→ YOUR INSTRUCTIONS: Turn the stretch of material that opens with the line containing "belly --coords pixels" and closes with the line containing "[[[200,0],[1,0],[0,28],[200,31]]]", both ends included, into a Markdown table with the columns No. and Line. Number each line and leave out the blank ones.

─── RECORDS TO USE ───

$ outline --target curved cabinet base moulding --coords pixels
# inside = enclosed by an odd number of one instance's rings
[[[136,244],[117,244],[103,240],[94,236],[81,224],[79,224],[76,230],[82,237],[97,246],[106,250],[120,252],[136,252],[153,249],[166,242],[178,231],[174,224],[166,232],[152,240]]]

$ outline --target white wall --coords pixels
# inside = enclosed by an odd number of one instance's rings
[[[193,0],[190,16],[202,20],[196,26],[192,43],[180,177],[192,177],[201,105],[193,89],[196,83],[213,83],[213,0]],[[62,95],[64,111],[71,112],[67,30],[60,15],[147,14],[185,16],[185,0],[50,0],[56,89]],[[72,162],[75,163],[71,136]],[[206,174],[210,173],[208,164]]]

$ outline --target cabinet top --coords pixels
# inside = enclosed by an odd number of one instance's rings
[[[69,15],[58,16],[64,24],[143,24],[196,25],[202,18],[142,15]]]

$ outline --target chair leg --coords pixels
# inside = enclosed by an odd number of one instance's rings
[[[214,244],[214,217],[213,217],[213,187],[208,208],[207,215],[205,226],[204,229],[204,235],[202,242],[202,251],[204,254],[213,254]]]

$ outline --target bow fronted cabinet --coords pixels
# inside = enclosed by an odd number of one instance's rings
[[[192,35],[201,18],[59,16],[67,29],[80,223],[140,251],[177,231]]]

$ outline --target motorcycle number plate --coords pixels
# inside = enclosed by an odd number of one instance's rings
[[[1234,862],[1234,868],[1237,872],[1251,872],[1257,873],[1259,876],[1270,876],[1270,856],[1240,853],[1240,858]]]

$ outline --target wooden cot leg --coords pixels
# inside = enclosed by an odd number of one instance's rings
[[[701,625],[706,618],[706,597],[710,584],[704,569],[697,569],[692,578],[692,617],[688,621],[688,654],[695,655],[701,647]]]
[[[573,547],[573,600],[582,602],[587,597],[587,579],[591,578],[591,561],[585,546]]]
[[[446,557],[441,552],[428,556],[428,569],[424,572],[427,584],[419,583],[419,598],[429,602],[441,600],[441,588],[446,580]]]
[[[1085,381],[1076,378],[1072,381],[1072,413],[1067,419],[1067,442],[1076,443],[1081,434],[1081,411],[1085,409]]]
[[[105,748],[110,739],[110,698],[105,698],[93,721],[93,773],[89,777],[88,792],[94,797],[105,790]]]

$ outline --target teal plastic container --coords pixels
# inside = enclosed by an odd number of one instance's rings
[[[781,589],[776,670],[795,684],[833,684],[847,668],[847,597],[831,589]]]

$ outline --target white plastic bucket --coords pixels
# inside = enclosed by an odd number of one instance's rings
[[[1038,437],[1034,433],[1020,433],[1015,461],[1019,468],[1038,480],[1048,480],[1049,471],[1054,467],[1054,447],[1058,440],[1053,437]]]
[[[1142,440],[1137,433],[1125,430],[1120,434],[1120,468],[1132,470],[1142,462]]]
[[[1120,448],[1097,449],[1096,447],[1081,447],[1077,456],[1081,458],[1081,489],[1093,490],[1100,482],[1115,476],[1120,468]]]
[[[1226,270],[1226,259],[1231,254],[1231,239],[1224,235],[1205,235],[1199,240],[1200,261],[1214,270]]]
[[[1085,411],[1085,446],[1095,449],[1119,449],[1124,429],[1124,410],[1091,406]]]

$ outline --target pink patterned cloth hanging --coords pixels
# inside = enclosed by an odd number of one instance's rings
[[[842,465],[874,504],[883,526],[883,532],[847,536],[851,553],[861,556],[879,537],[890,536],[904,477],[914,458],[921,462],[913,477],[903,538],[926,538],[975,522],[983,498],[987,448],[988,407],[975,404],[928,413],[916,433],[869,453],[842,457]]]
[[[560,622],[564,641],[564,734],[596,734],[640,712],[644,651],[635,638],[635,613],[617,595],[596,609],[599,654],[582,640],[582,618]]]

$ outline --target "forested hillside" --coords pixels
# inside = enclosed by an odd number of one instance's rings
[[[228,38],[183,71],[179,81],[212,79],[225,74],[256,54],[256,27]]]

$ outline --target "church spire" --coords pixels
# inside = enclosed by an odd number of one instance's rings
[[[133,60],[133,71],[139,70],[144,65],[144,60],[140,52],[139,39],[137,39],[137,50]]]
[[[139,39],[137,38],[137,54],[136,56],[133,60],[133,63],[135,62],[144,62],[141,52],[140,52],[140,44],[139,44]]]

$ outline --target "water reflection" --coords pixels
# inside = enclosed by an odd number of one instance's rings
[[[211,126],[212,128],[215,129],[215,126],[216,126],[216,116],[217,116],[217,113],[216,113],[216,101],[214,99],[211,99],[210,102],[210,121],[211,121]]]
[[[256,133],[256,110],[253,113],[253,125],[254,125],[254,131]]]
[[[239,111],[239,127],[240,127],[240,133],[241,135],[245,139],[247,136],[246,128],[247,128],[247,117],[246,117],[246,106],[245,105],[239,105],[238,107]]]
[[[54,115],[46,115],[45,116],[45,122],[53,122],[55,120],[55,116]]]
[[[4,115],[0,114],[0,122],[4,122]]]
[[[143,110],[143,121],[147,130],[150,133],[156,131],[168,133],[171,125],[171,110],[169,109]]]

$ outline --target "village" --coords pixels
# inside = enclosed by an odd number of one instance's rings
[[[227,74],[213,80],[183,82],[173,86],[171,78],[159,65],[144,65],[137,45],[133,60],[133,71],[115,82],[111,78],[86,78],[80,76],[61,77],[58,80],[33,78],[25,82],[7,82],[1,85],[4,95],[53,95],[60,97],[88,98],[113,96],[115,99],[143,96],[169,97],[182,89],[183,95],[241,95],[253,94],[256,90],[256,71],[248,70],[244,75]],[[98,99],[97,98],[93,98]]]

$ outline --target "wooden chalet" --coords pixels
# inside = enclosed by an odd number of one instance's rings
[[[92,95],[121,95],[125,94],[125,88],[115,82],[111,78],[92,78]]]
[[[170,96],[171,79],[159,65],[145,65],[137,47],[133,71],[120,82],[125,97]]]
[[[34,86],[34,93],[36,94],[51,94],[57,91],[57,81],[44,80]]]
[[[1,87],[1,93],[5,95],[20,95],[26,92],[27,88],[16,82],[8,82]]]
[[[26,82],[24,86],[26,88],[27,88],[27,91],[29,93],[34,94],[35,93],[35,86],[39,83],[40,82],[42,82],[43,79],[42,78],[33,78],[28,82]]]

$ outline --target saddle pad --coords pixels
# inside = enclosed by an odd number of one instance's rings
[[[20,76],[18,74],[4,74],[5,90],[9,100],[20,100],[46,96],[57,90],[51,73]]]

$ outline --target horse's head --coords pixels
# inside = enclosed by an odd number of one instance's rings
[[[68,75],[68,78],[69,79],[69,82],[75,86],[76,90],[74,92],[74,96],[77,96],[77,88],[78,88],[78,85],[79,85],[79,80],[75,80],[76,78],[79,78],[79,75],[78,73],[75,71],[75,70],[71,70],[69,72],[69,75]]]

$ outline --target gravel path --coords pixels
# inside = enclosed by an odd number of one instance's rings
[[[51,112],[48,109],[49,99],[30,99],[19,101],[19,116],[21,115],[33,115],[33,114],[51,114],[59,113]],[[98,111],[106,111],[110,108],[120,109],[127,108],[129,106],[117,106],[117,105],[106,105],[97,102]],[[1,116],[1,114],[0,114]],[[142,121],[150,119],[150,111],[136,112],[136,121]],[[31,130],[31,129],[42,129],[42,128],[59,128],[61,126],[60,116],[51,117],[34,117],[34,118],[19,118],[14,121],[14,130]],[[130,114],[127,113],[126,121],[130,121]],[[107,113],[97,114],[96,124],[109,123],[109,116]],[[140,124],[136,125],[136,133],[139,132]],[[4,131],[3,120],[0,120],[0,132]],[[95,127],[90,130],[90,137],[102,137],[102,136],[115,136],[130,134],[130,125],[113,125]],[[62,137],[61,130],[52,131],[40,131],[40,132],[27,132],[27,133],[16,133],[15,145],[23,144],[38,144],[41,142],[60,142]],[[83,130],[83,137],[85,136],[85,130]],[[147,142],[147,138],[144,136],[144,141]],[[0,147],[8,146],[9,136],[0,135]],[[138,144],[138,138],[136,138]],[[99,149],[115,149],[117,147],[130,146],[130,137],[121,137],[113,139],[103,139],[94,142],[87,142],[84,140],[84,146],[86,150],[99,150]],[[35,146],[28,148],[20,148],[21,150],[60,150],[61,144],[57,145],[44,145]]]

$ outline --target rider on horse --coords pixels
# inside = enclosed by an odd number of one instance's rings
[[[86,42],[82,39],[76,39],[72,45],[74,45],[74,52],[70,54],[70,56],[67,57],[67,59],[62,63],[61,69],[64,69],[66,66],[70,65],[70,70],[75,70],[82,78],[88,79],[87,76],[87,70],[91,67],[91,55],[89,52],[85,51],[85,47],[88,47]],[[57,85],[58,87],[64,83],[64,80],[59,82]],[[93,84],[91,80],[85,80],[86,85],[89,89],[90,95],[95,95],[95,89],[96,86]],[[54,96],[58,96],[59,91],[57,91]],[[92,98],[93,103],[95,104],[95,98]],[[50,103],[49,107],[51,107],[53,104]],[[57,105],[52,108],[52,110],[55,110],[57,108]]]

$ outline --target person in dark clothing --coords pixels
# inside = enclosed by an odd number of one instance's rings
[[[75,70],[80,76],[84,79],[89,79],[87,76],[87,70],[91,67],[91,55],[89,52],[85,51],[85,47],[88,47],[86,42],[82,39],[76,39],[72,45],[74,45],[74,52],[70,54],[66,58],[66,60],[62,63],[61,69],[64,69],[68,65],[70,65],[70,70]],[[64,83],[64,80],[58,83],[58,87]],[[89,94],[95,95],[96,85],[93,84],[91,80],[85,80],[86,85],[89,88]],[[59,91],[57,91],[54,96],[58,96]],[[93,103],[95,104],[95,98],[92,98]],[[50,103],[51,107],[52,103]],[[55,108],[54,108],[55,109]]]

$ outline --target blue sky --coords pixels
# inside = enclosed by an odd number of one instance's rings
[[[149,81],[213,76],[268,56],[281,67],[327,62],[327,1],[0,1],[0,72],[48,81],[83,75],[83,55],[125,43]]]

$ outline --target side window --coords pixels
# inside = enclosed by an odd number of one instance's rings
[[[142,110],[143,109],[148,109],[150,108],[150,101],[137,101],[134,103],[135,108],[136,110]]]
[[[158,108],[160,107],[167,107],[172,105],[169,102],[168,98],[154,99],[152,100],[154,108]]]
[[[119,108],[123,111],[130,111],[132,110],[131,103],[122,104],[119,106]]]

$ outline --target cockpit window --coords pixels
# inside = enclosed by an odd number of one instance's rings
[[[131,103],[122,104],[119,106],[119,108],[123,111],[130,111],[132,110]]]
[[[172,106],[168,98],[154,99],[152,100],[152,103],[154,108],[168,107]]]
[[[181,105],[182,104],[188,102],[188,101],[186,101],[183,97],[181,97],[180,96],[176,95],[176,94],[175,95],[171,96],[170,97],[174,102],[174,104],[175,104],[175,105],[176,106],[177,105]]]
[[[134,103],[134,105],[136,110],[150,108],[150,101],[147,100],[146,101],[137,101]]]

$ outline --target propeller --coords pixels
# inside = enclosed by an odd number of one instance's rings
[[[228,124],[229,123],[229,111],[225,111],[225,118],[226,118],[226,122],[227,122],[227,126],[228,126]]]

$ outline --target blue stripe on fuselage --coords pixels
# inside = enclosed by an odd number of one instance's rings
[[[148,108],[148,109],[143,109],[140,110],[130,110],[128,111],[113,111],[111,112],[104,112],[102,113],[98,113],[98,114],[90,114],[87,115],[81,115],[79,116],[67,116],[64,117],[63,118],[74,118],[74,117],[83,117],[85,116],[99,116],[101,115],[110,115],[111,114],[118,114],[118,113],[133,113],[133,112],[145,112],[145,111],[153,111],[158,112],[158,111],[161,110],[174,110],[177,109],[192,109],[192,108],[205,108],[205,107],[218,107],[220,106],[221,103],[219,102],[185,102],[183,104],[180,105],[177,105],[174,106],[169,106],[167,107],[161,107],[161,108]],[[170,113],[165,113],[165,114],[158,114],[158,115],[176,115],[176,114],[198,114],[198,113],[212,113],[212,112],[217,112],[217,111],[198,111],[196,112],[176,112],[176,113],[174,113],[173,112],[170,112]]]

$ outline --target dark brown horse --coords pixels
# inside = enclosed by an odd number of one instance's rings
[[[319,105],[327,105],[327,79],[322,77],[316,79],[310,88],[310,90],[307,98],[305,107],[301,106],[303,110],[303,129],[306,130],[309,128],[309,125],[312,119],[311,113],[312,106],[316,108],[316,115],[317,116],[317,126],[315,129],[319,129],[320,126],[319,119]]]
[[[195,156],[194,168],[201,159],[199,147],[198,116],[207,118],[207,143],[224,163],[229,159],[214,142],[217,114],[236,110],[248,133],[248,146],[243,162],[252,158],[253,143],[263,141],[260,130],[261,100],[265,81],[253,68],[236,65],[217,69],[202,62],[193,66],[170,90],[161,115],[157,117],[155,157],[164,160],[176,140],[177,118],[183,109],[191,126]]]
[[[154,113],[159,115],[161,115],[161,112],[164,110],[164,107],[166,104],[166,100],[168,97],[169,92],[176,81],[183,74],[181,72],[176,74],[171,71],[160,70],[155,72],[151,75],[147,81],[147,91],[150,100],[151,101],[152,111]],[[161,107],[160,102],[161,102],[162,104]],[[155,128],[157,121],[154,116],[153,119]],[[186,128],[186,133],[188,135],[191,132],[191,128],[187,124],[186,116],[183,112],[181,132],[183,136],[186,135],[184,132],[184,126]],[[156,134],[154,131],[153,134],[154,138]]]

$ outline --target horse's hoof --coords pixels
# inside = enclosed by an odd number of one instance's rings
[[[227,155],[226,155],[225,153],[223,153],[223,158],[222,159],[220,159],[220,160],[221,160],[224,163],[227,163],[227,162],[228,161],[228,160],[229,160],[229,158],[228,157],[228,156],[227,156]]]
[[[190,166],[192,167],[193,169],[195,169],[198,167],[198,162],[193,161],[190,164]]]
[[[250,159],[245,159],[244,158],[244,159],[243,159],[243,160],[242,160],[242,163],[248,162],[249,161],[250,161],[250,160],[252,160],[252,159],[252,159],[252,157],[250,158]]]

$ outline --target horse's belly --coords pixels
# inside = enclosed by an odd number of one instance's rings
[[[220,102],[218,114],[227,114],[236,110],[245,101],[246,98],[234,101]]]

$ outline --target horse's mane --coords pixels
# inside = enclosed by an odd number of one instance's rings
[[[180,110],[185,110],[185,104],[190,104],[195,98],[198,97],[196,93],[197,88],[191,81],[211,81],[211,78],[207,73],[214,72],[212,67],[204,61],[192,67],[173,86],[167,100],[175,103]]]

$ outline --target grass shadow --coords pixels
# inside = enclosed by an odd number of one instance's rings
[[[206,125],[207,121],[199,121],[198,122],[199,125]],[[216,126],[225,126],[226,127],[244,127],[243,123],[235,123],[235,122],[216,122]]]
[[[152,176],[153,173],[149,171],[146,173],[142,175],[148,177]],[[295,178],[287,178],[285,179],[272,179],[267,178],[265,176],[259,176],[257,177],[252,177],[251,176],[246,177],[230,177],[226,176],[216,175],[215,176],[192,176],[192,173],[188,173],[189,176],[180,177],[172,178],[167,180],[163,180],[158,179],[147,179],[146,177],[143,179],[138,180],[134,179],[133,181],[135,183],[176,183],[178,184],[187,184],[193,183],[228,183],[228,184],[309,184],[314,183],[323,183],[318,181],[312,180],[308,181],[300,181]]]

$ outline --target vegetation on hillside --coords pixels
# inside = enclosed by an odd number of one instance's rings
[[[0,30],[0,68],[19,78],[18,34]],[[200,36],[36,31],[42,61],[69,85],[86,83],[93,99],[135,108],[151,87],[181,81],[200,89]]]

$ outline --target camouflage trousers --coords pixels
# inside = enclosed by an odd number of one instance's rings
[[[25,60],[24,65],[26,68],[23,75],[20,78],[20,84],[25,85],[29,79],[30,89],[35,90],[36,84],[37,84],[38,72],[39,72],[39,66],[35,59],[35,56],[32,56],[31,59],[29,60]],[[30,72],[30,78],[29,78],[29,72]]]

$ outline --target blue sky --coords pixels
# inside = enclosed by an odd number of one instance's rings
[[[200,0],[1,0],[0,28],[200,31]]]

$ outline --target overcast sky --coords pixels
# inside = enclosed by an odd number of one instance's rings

───

→ THE ANSWER:
| No. | Line |
|---|---|
| 1 | $ outline --target horse's belly --coords pixels |
| 2 | # inside = enclosed by an odd number of one instance's rings |
| 3 | [[[220,102],[218,114],[227,114],[236,110],[245,101],[246,98],[234,101]]] |
| 4 | $ outline --target horse's mane --coords pixels |
| 5 | # inside = enclosed by an odd number of one instance's rings |
| 6 | [[[180,110],[185,110],[185,104],[190,104],[195,98],[198,97],[196,93],[197,88],[191,81],[211,81],[211,78],[207,73],[214,72],[212,67],[204,61],[192,67],[173,86],[167,100],[175,103]]] |
| 7 | $ outline --target grass shadow --coords pixels |
| 8 | # inside = enclosed by an odd number of one instance's rings |
| 9 | [[[206,125],[207,121],[199,121],[198,122],[199,125]],[[216,126],[225,126],[226,127],[244,127],[243,123],[235,123],[235,122],[216,122]]] |
| 10 | [[[152,176],[153,173],[149,171],[146,173],[142,175],[148,177]],[[295,178],[287,178],[285,179],[272,179],[267,178],[265,176],[259,176],[257,177],[252,177],[251,176],[246,177],[230,177],[226,176],[216,175],[215,176],[192,176],[192,173],[188,173],[189,176],[180,177],[172,178],[167,180],[163,180],[158,179],[147,179],[146,177],[143,179],[138,180],[134,179],[133,181],[135,183],[176,183],[178,184],[187,184],[193,183],[228,183],[228,184],[309,184],[314,183],[323,183],[318,181],[312,180],[308,181],[300,181]]] |
| 11 | $ outline --target vegetation on hillside --coords pixels |
| 12 | # inside = enclosed by an odd number of one instance's rings |
| 13 | [[[0,30],[0,68],[19,78],[18,34]],[[200,36],[36,31],[42,61],[69,85],[86,83],[93,99],[135,108],[151,87],[181,81],[200,89]]] |
| 14 | $ outline --target camouflage trousers --coords pixels |
| 15 | # inside = enclosed by an odd number of one instance's rings |
| 16 | [[[25,60],[24,65],[26,68],[23,75],[20,78],[20,84],[25,85],[29,79],[30,89],[35,90],[36,84],[37,84],[38,72],[39,72],[39,66],[35,59],[35,56],[32,56],[31,59],[29,60]],[[30,72],[30,78],[29,78],[29,72]]] |
| 17 | $ outline --target blue sky --coords pixels |
| 18 | # inside = enclosed by an odd number of one instance's rings |
| 19 | [[[200,0],[1,0],[0,28],[200,31]]] |